**DATASET ENTRIES**
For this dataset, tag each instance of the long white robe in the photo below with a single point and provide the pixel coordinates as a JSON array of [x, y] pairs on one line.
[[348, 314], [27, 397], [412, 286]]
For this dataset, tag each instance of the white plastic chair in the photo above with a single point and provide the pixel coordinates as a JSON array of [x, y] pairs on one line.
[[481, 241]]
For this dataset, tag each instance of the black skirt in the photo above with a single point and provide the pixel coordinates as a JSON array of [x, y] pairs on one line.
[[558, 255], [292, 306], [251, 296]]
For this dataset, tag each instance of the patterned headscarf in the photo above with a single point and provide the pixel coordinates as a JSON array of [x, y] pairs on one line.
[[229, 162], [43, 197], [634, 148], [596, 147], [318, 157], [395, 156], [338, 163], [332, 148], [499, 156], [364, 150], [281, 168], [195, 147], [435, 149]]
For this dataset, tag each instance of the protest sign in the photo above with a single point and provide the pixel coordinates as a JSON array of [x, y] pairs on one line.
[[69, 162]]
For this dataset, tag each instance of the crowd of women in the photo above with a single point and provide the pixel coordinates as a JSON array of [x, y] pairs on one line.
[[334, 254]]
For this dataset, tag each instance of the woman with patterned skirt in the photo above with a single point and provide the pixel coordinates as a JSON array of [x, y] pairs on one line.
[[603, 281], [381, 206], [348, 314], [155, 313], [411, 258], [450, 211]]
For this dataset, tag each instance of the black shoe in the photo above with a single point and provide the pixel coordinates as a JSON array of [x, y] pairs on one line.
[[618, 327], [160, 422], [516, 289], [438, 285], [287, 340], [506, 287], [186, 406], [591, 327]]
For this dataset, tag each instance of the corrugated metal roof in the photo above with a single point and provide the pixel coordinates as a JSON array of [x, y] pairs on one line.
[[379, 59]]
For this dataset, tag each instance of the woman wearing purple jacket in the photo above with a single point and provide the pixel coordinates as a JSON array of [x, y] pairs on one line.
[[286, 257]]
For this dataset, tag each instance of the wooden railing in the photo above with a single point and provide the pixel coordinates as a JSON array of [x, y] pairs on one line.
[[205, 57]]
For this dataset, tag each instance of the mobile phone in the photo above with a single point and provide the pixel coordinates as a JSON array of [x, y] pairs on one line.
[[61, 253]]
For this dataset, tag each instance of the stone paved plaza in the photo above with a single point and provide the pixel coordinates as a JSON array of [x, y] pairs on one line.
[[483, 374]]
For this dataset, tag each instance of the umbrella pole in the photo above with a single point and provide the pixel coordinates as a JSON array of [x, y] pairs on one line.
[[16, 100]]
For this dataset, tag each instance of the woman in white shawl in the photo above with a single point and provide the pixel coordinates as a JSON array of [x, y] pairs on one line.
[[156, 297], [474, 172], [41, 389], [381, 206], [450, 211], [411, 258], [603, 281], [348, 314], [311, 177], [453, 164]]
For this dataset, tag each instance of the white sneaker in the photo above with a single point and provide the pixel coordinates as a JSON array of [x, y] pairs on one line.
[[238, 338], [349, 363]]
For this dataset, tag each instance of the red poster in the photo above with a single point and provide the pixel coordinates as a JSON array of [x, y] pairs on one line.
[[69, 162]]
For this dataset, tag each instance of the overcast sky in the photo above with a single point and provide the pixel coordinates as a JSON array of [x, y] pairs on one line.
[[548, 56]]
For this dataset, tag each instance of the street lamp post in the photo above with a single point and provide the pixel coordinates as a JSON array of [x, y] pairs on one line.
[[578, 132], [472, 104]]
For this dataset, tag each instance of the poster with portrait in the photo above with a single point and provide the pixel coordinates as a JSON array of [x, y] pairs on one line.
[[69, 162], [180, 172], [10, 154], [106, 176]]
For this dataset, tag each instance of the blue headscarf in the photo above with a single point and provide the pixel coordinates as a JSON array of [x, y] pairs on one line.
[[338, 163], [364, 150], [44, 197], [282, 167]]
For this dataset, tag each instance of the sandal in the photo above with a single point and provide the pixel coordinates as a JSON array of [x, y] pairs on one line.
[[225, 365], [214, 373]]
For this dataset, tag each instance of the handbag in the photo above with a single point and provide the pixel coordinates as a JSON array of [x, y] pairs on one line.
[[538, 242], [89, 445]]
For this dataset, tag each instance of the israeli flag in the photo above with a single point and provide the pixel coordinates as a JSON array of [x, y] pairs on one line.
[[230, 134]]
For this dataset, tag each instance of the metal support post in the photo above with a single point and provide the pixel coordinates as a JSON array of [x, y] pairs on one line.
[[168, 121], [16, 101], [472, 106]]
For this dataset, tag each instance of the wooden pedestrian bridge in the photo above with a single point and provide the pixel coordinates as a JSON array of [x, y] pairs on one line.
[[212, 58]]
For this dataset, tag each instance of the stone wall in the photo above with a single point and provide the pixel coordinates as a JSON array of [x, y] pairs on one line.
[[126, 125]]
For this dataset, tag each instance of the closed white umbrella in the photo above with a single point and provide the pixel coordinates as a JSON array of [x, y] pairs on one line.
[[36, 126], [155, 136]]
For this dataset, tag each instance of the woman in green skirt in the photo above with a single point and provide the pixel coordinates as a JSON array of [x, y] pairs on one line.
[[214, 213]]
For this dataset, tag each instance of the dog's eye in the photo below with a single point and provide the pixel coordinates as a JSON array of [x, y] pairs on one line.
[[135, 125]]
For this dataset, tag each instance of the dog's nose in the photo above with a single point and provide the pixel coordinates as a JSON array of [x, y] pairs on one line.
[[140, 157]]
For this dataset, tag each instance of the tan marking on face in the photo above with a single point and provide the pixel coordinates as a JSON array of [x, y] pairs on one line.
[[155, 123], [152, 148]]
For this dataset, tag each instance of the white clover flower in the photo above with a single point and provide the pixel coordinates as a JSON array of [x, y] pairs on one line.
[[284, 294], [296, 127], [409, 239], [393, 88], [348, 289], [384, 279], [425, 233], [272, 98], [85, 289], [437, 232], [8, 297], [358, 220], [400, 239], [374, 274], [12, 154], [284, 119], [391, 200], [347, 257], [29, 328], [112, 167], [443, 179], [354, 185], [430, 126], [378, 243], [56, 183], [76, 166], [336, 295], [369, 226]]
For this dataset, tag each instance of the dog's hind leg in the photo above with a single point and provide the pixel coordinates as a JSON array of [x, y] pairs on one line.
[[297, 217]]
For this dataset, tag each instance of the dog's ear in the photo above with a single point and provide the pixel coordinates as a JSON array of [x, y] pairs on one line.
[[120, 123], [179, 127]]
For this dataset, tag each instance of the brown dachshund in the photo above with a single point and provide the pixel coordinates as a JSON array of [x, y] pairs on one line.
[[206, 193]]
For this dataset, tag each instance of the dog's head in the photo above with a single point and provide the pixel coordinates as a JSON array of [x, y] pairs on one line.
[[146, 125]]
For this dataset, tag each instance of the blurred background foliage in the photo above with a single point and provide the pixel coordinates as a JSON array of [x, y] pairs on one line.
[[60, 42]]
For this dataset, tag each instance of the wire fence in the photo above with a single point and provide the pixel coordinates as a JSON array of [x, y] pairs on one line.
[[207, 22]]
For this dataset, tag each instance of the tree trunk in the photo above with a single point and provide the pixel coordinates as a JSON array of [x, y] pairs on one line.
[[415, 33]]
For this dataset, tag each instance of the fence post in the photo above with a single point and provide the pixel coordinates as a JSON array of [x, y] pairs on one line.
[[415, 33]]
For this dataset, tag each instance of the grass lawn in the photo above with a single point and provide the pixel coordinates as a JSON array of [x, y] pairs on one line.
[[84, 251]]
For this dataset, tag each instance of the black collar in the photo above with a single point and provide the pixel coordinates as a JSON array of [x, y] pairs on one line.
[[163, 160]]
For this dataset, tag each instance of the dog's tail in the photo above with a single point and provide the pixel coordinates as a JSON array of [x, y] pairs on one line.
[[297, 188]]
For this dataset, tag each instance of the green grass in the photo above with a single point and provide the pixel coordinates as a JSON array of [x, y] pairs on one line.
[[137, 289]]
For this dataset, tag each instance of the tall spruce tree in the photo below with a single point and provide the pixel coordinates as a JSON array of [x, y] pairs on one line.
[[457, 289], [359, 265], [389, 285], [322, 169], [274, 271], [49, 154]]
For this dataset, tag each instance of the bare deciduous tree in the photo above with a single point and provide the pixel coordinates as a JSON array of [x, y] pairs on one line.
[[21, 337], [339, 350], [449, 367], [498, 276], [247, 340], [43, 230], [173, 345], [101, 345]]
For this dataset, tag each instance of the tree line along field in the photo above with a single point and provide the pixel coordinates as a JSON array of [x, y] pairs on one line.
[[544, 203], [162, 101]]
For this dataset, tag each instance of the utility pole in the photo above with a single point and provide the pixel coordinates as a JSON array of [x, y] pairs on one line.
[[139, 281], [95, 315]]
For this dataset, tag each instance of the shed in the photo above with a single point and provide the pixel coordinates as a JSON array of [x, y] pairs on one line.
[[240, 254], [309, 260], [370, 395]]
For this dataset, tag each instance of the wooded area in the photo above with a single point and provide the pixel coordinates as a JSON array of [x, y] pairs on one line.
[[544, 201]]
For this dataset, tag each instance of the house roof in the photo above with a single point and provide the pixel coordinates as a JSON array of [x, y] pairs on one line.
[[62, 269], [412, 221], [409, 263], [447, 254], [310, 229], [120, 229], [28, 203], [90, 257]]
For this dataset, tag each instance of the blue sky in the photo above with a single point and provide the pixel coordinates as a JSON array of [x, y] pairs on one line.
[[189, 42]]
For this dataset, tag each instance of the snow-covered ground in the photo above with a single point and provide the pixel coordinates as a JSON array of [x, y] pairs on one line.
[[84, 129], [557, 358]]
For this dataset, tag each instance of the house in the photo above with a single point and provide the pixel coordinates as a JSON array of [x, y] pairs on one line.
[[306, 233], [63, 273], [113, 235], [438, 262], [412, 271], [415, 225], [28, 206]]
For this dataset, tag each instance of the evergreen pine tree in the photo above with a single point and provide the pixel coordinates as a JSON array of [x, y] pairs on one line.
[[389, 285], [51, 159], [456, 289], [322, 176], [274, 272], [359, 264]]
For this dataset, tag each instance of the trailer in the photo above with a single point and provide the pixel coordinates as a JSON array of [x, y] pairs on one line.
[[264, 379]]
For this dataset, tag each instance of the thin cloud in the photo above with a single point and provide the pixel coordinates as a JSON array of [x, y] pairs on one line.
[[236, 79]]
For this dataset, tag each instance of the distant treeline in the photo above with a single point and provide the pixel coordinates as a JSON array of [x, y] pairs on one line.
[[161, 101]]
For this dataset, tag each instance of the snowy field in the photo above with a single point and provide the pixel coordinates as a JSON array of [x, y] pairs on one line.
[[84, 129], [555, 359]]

**REQUEST**
Everything from the line containing "For this dataset, tag each instance of the house in" to the end of the records must be written out exactly; include both of those lines and no others.

**SOLUTION TO THIS PROBLEM**
For this dataset, tag each instance of the house in the photo above with a single point and provide the pixel coordinates as a JSON array of [x, y] pairs on one line.
[[306, 233], [63, 273], [113, 235], [438, 262], [412, 271], [415, 225], [28, 206]]
For this dataset, tag each instance of the evergreen pine tree in the photo above with a single point and provide the pixel coordinates as a JSON array of [x, y] pairs on one line.
[[389, 285], [51, 159], [456, 289], [322, 176], [274, 272], [359, 264]]
For this dataset, tag each instance of the trailer in the photo above with a single point and provide the pixel coordinates as a JSON array of [x, y] pairs on one line.
[[264, 379]]
For this dataset, tag each instance of the thin cloud in the photo above with a single point and provide the pixel coordinates as a JSON array of [x, y] pairs on one line.
[[236, 79]]
For this dataset, tag each instance of the distant treeline in the photo above with a single point and provide the pixel coordinates as a JSON array of [x, y] pairs on one line.
[[161, 101]]
For this dataset, tag each instance of the snowy field in the photo above with a single point and provide the pixel coordinates as a JSON array of [x, y] pairs on one line.
[[84, 129], [555, 359]]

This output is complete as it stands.